ABOUT THIS TASK:
Each line of the data below containing "green" needs to be listed.
========================================
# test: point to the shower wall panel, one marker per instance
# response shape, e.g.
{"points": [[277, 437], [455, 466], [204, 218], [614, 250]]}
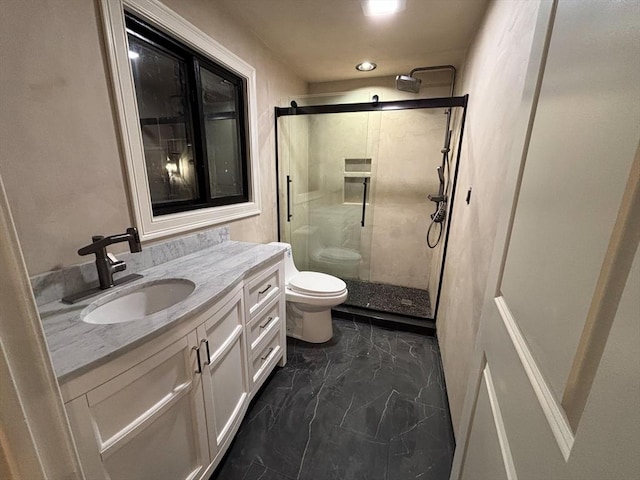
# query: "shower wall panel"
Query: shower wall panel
{"points": [[408, 155]]}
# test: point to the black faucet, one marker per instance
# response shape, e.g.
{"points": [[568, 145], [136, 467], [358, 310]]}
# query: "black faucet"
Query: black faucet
{"points": [[106, 263]]}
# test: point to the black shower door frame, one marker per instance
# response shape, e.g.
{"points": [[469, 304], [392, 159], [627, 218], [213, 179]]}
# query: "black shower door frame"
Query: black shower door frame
{"points": [[376, 106]]}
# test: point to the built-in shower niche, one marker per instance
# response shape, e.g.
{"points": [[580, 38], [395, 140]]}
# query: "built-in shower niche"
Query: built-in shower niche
{"points": [[357, 173]]}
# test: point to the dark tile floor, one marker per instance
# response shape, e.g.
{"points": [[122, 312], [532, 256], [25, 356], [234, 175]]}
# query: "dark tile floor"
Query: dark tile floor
{"points": [[389, 298], [370, 404]]}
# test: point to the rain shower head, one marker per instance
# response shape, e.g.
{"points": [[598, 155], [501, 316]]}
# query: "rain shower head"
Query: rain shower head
{"points": [[407, 83]]}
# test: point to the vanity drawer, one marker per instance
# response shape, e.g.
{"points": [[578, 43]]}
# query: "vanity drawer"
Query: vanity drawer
{"points": [[265, 357], [262, 288], [264, 323]]}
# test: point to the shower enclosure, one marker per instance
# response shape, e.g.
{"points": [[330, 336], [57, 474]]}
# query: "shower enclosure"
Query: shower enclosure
{"points": [[354, 181]]}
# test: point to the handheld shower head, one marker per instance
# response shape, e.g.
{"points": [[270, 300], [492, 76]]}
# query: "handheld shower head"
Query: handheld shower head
{"points": [[407, 83]]}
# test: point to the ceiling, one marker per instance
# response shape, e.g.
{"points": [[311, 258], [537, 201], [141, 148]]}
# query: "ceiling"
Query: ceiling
{"points": [[323, 40]]}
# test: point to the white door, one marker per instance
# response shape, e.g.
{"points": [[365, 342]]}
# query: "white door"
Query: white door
{"points": [[555, 388]]}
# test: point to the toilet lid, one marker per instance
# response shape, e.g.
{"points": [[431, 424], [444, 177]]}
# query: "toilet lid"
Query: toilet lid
{"points": [[340, 254], [317, 284]]}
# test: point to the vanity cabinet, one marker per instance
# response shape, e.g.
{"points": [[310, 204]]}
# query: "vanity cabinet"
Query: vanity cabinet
{"points": [[147, 422], [224, 372], [265, 313], [169, 409]]}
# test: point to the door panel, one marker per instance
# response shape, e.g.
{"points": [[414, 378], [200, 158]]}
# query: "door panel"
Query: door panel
{"points": [[582, 145]]}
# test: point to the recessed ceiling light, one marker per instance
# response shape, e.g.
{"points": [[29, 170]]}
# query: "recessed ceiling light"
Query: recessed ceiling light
{"points": [[366, 66], [374, 8]]}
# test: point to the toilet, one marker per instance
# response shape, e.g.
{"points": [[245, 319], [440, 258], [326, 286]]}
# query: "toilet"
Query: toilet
{"points": [[310, 298]]}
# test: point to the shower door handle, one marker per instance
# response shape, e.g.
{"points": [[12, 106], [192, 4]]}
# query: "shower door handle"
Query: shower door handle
{"points": [[365, 183], [289, 215]]}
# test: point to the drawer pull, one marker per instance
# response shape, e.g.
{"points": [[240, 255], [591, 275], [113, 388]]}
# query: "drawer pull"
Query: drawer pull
{"points": [[206, 343], [197, 349], [267, 355], [266, 323]]}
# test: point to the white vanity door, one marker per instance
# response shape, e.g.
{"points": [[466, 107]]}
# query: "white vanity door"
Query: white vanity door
{"points": [[224, 372], [146, 423]]}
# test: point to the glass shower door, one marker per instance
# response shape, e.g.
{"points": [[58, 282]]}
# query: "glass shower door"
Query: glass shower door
{"points": [[327, 166]]}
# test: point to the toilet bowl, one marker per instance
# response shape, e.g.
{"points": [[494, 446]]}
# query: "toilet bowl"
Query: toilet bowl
{"points": [[310, 297]]}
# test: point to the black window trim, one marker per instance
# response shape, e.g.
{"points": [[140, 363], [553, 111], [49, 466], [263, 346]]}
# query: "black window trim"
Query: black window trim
{"points": [[194, 60]]}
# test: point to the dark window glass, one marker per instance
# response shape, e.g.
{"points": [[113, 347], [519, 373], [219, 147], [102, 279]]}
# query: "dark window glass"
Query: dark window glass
{"points": [[192, 118]]}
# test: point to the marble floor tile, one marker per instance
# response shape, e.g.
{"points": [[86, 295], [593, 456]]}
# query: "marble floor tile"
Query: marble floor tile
{"points": [[369, 404]]}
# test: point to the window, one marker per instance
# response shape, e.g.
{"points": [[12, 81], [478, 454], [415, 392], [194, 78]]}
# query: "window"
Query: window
{"points": [[187, 116], [192, 119]]}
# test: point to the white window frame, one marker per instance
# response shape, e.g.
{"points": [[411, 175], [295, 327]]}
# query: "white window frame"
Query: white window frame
{"points": [[158, 15]]}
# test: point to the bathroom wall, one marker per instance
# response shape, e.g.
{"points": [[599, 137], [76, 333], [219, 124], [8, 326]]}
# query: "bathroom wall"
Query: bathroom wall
{"points": [[405, 149], [61, 162], [493, 76]]}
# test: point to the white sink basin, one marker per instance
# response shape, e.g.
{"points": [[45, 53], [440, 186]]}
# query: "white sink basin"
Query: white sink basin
{"points": [[138, 302]]}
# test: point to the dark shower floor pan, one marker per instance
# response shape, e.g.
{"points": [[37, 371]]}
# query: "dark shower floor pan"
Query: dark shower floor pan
{"points": [[389, 298]]}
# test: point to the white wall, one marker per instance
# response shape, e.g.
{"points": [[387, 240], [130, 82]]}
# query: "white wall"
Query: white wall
{"points": [[493, 76], [61, 160]]}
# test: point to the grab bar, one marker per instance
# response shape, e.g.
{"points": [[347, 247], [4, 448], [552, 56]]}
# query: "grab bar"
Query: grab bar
{"points": [[364, 199]]}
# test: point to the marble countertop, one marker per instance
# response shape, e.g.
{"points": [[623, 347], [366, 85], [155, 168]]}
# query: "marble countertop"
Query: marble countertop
{"points": [[76, 347]]}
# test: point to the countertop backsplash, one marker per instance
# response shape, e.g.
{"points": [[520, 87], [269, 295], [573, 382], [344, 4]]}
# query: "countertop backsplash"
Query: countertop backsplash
{"points": [[56, 284]]}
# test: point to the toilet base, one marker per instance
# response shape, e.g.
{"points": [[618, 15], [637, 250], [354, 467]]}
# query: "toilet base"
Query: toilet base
{"points": [[309, 324]]}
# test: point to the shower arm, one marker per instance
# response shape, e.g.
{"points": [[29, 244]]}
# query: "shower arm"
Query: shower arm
{"points": [[439, 67], [447, 133]]}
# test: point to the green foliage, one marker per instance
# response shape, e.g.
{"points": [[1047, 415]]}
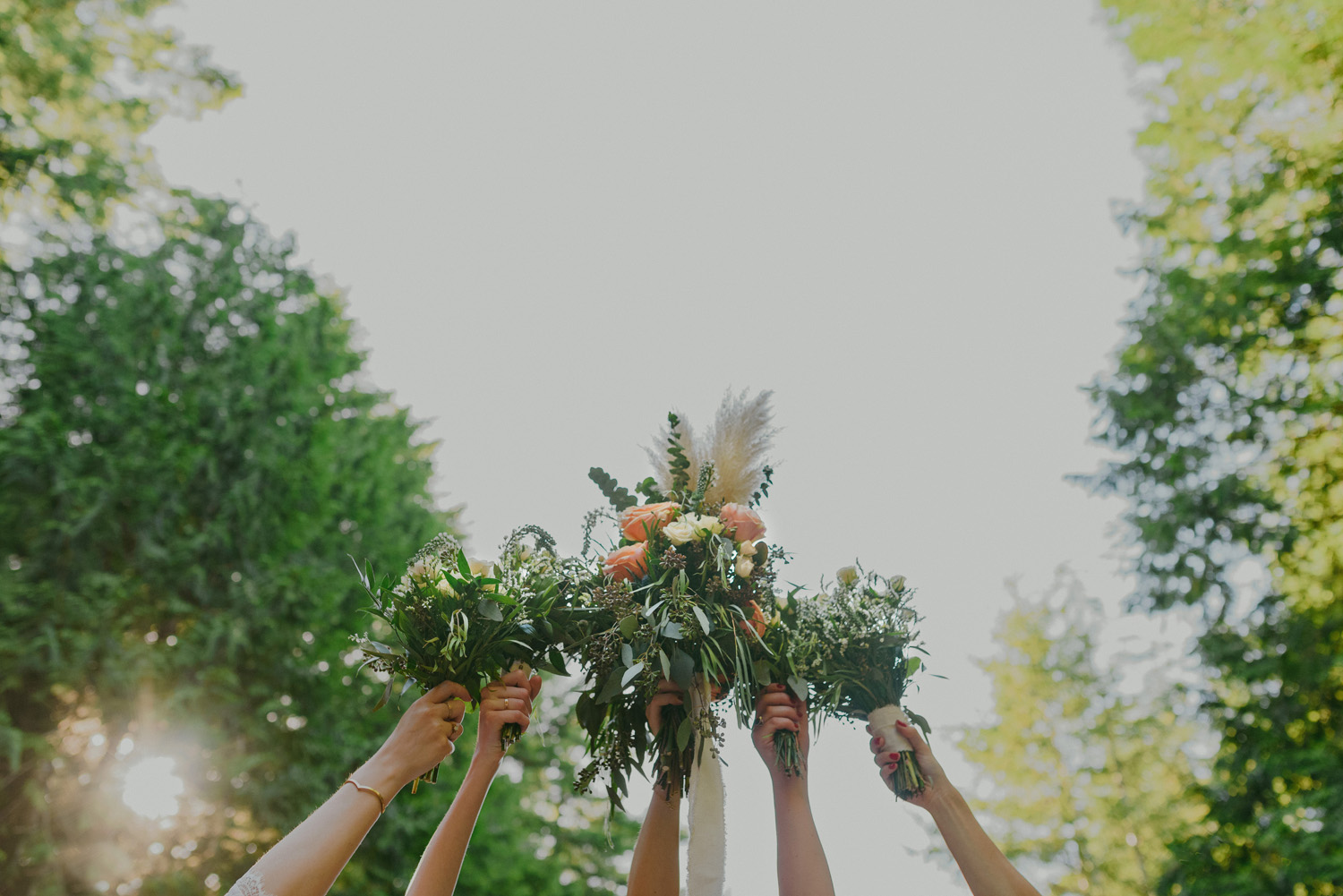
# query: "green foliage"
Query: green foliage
========================================
FINISHED TASK:
# test: point to the green foliage, one marker per instance
# query: "green foliage"
Query: green foliage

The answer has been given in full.